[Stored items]
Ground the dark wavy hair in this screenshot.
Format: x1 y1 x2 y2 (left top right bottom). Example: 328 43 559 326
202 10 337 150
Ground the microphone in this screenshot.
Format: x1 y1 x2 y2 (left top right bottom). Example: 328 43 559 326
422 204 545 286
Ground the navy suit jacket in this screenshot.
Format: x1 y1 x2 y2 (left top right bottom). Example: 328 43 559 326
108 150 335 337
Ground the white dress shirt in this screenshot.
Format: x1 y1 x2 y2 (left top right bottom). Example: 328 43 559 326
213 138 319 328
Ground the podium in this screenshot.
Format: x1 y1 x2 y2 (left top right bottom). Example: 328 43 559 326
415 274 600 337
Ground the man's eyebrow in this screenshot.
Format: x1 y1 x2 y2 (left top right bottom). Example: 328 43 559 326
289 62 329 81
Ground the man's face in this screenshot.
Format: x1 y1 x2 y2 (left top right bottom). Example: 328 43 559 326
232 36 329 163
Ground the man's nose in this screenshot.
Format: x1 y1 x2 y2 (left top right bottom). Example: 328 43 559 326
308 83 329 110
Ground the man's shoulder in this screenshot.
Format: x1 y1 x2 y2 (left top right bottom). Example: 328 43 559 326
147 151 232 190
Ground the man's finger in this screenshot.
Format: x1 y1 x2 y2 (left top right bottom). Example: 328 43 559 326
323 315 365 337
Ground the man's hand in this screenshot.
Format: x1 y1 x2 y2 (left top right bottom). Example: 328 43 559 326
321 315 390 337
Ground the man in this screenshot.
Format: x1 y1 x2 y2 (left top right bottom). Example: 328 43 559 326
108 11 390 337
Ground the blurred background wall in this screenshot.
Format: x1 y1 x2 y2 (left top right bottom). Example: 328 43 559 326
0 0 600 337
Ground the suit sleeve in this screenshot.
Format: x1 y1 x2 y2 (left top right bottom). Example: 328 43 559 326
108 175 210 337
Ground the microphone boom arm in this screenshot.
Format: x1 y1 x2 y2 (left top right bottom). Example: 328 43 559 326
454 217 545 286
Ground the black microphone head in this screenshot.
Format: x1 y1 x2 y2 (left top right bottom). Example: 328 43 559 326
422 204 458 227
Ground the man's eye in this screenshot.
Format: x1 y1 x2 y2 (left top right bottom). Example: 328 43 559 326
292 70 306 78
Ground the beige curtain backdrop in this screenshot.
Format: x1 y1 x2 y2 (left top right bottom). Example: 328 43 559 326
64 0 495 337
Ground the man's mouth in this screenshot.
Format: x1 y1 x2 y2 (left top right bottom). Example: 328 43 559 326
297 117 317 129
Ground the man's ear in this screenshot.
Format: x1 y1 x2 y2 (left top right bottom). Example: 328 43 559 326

*WHAT TO WORK ON*
Copy the lines above word for word, from first to last.

*CORRECT OUTPUT*
Ground the dark wavy hair in this screenshot.
Format: x1 y1 x2 y2 (left top right bottom). Example: 328 43 559 326
202 10 337 150
Ground the microphone in this screenshot.
Format: x1 y1 x2 y2 (left top right bottom). Example: 328 43 559 326
422 204 545 286
Ground the navy suit jacket in this screenshot.
Format: x1 y1 x2 y2 (left top right bottom). Example: 328 43 559 326
108 150 335 337
Ground the white dress shirt in this screenshot.
Format: x1 y1 x2 y2 (left top right bottom). Example: 328 43 559 326
213 138 319 328
Ground the podium in this screenshot.
Format: x1 y1 x2 y2 (left top right bottom). Example: 328 43 559 326
415 274 600 337
Ground the man's eyebrow in this screenshot.
Format: x1 y1 x2 y2 (left top right bottom). Example: 328 43 559 326
289 62 329 81
Ground the man's face in this screenshot.
Format: x1 y1 x2 y2 (left top right bottom). Example: 328 43 559 326
232 36 329 163
Ground the man's nose in this screenshot.
Format: x1 y1 x2 y2 (left top right bottom). Example: 328 43 559 326
308 83 329 110
Ground the man's shoulder in this screenshot.
Format: x1 y1 x2 y2 (left top right bottom). Example: 328 43 559 326
147 151 232 190
Ground the man's finger in this screenshot.
Format: x1 y1 x2 y2 (left top right bottom). Example: 328 43 559 326
323 315 365 337
Ground the man's hand in this screenshot.
Format: x1 y1 x2 y2 (left top right bottom). Example: 328 43 559 326
321 315 390 337
Ground the man in this screenshot.
Format: x1 y1 x2 y2 (left top right bottom). Example: 328 43 559 326
108 11 390 337
Ground the blurred background wall in this screenshot.
Format: x1 y1 x2 y2 (left top right bottom). Example: 328 43 559 326
0 0 600 337
Ground the suit sleeve in this screenshot.
Format: x1 y1 x2 y2 (left top right bottom). Example: 328 43 559 326
108 175 210 337
Ground the microphone boom arm in this screenshot.
Format: x1 y1 x2 y2 (left top right bottom). Example: 328 43 559 326
454 217 545 286
Ground the black microphone head in this screenshot.
Format: x1 y1 x2 y2 (left top right bottom). Example: 328 43 559 326
422 204 458 227
Ground the man's eye in this screenshot.
Format: x1 y1 x2 y2 (left top right bottom). Example: 328 43 559 326
292 70 306 78
Ground the beige curtain backdrop in this screenshot.
Format: x1 y1 x2 y2 (left top right bottom). Example: 328 43 559 326
64 0 495 337
Ground the man's mouth in this screenshot.
Format: x1 y1 x2 y2 (left top right bottom). Example: 328 43 559 326
297 117 317 129
Ground the man's ear in this screenshot.
Format: x1 y1 x2 y2 (left top right bottom). Example: 328 43 559 326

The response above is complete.